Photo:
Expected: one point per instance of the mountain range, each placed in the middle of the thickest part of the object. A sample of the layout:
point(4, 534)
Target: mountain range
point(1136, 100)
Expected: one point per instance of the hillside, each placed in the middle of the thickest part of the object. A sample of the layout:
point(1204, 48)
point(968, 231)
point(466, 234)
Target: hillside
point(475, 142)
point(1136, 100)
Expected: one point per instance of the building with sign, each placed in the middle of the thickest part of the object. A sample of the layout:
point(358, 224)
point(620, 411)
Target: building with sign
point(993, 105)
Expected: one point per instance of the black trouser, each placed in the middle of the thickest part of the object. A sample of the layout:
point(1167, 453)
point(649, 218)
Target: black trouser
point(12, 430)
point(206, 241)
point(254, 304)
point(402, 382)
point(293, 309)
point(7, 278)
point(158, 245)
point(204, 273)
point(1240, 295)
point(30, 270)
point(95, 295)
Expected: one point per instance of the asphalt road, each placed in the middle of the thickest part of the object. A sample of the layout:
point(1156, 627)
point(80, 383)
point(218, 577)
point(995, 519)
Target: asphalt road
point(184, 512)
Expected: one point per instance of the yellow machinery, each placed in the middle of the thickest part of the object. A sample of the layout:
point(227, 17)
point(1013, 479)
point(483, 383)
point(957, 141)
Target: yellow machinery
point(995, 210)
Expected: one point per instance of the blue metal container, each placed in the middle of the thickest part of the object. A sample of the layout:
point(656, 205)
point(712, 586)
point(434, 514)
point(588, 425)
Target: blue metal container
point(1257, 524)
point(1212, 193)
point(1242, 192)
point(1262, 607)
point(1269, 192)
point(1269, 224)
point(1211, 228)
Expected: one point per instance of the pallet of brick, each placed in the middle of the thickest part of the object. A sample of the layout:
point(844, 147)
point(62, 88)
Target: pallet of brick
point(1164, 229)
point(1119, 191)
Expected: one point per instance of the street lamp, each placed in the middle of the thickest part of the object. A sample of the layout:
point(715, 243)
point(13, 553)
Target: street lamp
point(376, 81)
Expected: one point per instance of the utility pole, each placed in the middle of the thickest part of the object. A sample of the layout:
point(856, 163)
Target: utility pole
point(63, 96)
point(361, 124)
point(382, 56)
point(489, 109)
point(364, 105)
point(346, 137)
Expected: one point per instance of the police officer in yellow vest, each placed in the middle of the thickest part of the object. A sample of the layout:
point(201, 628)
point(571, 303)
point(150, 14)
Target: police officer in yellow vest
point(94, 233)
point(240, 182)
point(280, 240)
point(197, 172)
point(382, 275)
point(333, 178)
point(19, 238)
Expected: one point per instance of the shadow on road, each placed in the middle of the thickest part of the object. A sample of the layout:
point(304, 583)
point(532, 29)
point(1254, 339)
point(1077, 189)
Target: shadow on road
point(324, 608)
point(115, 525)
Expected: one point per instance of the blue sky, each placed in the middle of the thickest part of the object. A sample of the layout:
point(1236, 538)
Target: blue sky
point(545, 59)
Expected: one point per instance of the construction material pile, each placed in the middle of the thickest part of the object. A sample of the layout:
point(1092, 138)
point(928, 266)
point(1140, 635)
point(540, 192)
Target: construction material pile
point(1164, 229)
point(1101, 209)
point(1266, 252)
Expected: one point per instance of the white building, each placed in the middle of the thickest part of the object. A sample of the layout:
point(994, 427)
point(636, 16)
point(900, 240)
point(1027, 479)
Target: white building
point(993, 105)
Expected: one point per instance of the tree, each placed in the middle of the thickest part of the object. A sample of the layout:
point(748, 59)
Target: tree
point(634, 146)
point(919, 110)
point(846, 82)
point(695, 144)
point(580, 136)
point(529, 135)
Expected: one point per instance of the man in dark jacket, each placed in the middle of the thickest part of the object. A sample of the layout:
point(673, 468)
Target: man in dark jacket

◆ ◆ ◆ ◆ ◆

### WHAT TO PRODUCE
Please print, unchanged, the lines from the one holding "point(1027, 479)" through the last line of the listing above, including both and omitting the rest.

### EXERCISE RESPONSE
point(1027, 479)
Target: white building
point(993, 105)
Expected: one point per instance of the tree, each placed in the middle of the thickest part of the object. A sample of the layout:
point(748, 59)
Target: tree
point(634, 146)
point(919, 110)
point(846, 82)
point(695, 144)
point(580, 136)
point(529, 135)
Expected: one point per instance of the man in dark jacket, each placed in the middle of the thickest part of the object. A sample of the layout:
point(673, 468)
Target: man in dark jacket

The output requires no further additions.